» What is asked
Reproduce each of the following lines word for word, without adding, removing, or changing anything.
+ + + + + + +
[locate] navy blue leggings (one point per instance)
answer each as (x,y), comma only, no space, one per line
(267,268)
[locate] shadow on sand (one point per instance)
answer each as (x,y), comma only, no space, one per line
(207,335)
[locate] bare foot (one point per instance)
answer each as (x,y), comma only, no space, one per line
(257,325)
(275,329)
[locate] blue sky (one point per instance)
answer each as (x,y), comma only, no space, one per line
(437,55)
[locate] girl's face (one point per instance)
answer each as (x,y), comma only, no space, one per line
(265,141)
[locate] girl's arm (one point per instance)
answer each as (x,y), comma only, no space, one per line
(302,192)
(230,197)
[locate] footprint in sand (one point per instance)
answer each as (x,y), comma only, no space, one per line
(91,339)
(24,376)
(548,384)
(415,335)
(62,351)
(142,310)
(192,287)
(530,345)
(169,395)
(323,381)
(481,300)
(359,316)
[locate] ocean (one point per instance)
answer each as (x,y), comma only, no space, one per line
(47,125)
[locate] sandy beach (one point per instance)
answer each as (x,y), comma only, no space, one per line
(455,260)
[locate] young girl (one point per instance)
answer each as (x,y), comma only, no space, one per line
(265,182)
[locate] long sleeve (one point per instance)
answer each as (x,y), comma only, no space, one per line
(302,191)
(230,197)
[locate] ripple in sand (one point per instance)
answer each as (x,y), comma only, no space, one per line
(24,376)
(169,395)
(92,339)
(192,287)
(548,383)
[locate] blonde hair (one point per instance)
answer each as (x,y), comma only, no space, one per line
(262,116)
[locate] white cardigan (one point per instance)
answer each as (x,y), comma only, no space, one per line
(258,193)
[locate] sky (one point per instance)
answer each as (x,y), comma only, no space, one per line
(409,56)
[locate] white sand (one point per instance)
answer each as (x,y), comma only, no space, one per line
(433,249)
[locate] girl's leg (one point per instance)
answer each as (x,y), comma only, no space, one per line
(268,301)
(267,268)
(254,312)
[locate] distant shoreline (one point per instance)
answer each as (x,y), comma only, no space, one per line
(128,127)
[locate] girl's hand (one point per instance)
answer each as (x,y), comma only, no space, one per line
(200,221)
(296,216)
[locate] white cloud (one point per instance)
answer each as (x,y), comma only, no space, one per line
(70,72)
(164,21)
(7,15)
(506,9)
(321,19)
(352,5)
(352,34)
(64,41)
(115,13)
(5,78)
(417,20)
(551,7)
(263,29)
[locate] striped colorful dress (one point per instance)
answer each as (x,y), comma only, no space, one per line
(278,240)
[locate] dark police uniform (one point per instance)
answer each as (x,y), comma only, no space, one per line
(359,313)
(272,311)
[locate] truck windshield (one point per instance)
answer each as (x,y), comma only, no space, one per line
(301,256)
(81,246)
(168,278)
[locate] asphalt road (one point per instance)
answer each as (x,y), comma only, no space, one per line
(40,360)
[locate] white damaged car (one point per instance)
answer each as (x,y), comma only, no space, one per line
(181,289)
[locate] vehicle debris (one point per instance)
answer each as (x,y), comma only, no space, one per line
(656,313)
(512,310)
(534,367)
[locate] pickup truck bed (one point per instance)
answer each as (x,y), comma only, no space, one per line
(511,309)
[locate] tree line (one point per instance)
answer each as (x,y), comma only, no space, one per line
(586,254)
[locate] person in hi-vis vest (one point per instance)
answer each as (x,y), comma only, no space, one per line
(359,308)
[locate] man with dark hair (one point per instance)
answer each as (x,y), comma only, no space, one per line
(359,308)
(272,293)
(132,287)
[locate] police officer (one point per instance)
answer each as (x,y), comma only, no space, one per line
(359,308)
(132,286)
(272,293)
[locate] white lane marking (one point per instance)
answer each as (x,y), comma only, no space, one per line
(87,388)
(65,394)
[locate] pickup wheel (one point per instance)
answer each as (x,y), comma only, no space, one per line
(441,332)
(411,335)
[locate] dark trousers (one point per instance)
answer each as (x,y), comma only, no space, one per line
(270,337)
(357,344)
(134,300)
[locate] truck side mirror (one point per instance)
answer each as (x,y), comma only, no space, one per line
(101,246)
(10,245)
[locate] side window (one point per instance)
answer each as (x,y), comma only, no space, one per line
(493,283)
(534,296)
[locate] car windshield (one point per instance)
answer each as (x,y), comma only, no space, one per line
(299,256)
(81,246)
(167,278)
+ + + + + + +
» Reply
[locate] navy blue leggings (one point per instance)
answer each as (x,y), comma only, no space, one per line
(267,268)
[locate] shadow on sand (one point per instance)
answer each as (x,y), comma only, no space, one per line
(207,335)
[locate] bare foot (one point per instance)
answer each as (x,y), comma only, no space, one per line
(257,325)
(275,329)
[locate] blue sky (one point per instance)
answer each as (x,y), comma only, no space, one per line
(437,55)
[locate] girl's face (one point per instance)
answer each as (x,y), comma only, no space, one per line
(265,141)
[locate] girl's arm (one point per instance)
answer each as (x,y), comma only, no space, one per line
(302,192)
(230,197)
[locate] footprint in sand (one point per instance)
answer each as (x,y), comma only, no space, one per line
(91,339)
(24,376)
(548,384)
(415,335)
(62,351)
(142,310)
(192,287)
(530,345)
(169,395)
(323,381)
(481,300)
(359,316)
[locate] ocean (one point per instance)
answer each as (x,y), comma only, no space, one per line
(47,125)
[locate] sandy beach (one point per instance)
answer each as (x,y), comma only, no space, one per line
(455,260)
[locate] young girl (one point per instance)
answer each as (x,y), comma only, no space, one per line
(265,182)
[locate] long sleeve (one point per instance)
answer each as (x,y), comma only, no space, one per line
(302,191)
(230,197)
[locate] ripple in sand (one point per instance)
answer each as (x,y), comma only, no space, one per line
(24,376)
(169,395)
(92,339)
(192,287)
(548,383)
[locate] blonde hair (one point per instance)
answer each as (x,y), comma only, no space, one per line
(262,116)
[locate] white cardigan (one point per instance)
answer each as (x,y), comma only, no space, one per line
(258,193)
[locate] sky (one point per instance)
answer each as (x,y), comma only, no space, one per line
(409,56)
[locate] white sand (one point per instance)
answer each as (x,y), comma only, no space, one per line
(433,249)
[locate] girl's leg (one point per instance)
answer each as (x,y), comma only, no space, one per line
(268,301)
(267,268)
(254,312)
[locate] distant shoreline (one point per instance)
answer each as (x,y), comma only, no space, one per line
(128,127)
[locate] girl's hand (one point per instance)
answer each as (x,y), comma only, no space, one per line
(200,221)
(296,216)
[locate] white cloud (one point per instance)
answer each as (x,y), comma only, no space, one per line
(70,72)
(164,21)
(7,15)
(506,9)
(321,19)
(352,5)
(352,34)
(64,41)
(115,13)
(5,78)
(417,20)
(551,7)
(263,29)
[locate] striped colorful dress (one point per instance)
answer each as (x,y), comma only, no space, one per line
(278,240)
[locate] dark police uniform (one point per instance)
answer each as (x,y), comma only, no space, one per line
(359,313)
(272,311)
[locate] truck windshield (one point per instance)
answer each as (x,y), comma only, no space, one per line
(301,256)
(81,246)
(168,278)
[locate] asphalt road (one point per instance)
answer each as (x,y), comma only, no space, one per line
(40,360)
[locate] white damaged car (one point per instance)
answer each as (x,y), comma only, no space, one per line
(181,289)
[locate] vehicle debris (one point per instance)
answer each as (x,y), comma only, no space, one per line
(656,313)
(512,310)
(534,367)
[locate] pickup truck bed (one point per instance)
answer each as (x,y), comma only, no space, one per line
(511,309)
[locate] tree line (one point per instance)
answer each as (x,y), comma only, no space, one per line
(586,254)
[locate] person in hi-vis vest (one point per instance)
answer each as (x,y), comma only, no space, one per line
(359,308)
[locate] man with dark hair (one point per instance)
answer each as (x,y), comma only, no space, one per line
(359,308)
(272,293)
(132,287)
[locate] police officer (one point per instance)
answer each as (x,y), comma only, no space, one per line
(359,308)
(132,286)
(272,293)
[locate] white lane marking (one point per instance)
answer each as (x,y), comma only, no space, one per line
(87,388)
(65,394)
[locate] pickup wheel (one point per instance)
answer each as (x,y), comma only, no space, one per line
(441,332)
(411,335)
[locate] dark trousers (one point per instance)
answer each as (x,y), comma only, no space, one per line
(270,337)
(357,344)
(134,300)
[locate] truck side mirror (one point per instance)
answer each as (x,y), comma only, no space, one per line
(101,246)
(10,245)
[locate] side window (one point per instance)
answer each as (x,y), comma only, no space, one per line
(493,283)
(534,296)
[locate] car windshield (one point per instance)
answer each as (x,y), comma only, no space, one per line
(299,256)
(81,246)
(167,278)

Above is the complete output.